**Exercise objective**
Your output should be the line with "Capture the white plumage" and all following lines of the data below, through the end, repeated exactly.

___ Records for the exercise ___

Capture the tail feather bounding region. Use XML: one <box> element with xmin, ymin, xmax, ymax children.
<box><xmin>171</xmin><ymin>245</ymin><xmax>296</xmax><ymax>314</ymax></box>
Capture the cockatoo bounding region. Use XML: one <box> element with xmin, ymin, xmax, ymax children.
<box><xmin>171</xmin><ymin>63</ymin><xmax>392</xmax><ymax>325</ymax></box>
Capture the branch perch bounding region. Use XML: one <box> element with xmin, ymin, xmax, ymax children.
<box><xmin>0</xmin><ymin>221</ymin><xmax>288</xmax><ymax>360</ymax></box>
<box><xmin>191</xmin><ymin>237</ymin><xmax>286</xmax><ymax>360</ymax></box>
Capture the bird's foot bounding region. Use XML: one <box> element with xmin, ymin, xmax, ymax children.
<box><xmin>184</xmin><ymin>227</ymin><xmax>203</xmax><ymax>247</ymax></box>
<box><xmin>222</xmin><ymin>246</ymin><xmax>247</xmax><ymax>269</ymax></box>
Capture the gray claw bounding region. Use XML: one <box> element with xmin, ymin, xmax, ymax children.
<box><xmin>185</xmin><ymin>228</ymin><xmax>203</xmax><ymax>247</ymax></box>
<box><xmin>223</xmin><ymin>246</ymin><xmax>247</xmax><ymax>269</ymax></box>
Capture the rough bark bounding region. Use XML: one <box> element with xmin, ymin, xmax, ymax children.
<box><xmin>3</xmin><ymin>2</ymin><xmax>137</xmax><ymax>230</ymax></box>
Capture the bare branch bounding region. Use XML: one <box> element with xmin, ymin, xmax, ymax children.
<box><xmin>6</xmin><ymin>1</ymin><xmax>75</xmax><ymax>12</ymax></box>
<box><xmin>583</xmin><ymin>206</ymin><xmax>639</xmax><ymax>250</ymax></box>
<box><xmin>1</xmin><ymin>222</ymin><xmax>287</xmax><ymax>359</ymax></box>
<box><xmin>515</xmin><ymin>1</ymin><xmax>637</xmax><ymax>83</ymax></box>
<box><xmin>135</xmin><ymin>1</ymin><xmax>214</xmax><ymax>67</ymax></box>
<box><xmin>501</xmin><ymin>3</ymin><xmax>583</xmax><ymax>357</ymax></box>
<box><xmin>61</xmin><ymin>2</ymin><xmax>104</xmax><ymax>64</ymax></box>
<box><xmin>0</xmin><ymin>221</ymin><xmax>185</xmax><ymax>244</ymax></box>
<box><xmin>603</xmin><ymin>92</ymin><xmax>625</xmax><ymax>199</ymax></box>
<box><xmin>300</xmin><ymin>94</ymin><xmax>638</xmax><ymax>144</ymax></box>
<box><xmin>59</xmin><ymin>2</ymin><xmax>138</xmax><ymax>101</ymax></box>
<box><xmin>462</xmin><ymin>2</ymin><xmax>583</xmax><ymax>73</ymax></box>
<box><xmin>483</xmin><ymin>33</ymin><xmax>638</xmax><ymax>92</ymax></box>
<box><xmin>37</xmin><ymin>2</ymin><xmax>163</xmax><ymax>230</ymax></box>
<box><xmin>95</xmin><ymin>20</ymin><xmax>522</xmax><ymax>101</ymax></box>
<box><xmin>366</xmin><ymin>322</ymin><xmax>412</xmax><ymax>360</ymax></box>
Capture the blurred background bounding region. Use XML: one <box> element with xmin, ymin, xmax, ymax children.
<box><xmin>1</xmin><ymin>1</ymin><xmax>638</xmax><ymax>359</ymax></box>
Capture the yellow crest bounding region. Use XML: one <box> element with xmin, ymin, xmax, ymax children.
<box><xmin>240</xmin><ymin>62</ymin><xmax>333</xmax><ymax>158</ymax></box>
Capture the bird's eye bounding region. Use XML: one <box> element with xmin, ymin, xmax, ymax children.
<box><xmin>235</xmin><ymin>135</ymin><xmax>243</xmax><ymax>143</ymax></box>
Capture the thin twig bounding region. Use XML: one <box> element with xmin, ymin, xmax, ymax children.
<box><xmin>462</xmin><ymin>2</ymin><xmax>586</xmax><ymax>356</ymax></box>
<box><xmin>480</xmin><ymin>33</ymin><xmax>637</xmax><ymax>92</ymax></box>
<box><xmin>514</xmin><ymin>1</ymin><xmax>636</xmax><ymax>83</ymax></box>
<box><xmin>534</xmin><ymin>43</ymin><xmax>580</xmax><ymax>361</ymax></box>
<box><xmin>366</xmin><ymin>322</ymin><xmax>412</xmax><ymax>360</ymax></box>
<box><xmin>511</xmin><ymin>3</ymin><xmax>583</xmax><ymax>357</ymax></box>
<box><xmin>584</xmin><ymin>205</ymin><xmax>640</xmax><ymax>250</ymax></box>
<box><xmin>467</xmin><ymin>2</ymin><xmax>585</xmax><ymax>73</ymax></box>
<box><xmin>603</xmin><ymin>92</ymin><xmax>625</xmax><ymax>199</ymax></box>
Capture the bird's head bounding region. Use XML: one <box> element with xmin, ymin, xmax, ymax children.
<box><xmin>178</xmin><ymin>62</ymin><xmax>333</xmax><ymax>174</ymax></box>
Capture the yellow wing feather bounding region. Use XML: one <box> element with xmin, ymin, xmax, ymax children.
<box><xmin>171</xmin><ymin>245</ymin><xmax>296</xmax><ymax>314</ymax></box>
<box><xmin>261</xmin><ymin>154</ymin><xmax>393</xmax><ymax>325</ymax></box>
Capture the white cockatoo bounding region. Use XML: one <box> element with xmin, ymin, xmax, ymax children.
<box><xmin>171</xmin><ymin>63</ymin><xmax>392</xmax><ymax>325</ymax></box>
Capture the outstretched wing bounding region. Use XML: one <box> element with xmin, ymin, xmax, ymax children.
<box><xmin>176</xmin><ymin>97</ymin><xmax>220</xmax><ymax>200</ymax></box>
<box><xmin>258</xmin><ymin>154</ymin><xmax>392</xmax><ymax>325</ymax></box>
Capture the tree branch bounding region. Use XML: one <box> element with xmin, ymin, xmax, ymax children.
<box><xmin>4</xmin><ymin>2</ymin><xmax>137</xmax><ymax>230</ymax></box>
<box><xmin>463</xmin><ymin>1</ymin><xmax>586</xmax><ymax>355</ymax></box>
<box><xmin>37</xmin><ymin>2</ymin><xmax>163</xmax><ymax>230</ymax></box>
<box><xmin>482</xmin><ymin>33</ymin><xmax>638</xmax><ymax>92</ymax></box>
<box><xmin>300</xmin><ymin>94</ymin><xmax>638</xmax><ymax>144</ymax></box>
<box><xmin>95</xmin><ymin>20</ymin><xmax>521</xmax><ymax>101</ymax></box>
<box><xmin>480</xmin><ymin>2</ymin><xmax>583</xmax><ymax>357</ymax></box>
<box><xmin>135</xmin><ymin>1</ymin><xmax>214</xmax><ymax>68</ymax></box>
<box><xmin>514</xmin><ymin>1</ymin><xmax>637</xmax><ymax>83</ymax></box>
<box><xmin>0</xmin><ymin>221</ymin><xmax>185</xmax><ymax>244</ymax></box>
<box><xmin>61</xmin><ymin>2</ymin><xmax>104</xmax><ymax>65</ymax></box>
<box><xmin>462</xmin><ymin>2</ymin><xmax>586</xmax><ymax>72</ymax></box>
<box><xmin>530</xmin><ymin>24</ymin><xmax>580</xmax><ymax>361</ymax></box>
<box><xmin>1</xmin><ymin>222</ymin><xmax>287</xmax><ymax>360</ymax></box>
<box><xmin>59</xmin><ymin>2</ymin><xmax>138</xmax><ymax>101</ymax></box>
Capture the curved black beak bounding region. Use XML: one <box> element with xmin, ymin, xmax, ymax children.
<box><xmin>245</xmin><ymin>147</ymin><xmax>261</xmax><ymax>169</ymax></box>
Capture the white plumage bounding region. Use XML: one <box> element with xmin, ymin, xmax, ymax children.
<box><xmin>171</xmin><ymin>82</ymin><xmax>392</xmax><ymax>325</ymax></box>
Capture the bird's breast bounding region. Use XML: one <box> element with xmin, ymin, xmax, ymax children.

___

**Task solution**
Capture the white plumage bounding region. Use XML: one <box> element with xmin, ymin, xmax, ymax children.
<box><xmin>171</xmin><ymin>82</ymin><xmax>392</xmax><ymax>325</ymax></box>
Capture the bird's breast bounding region. Use XML: one <box> element with xmin, ymin, xmax, ymax children.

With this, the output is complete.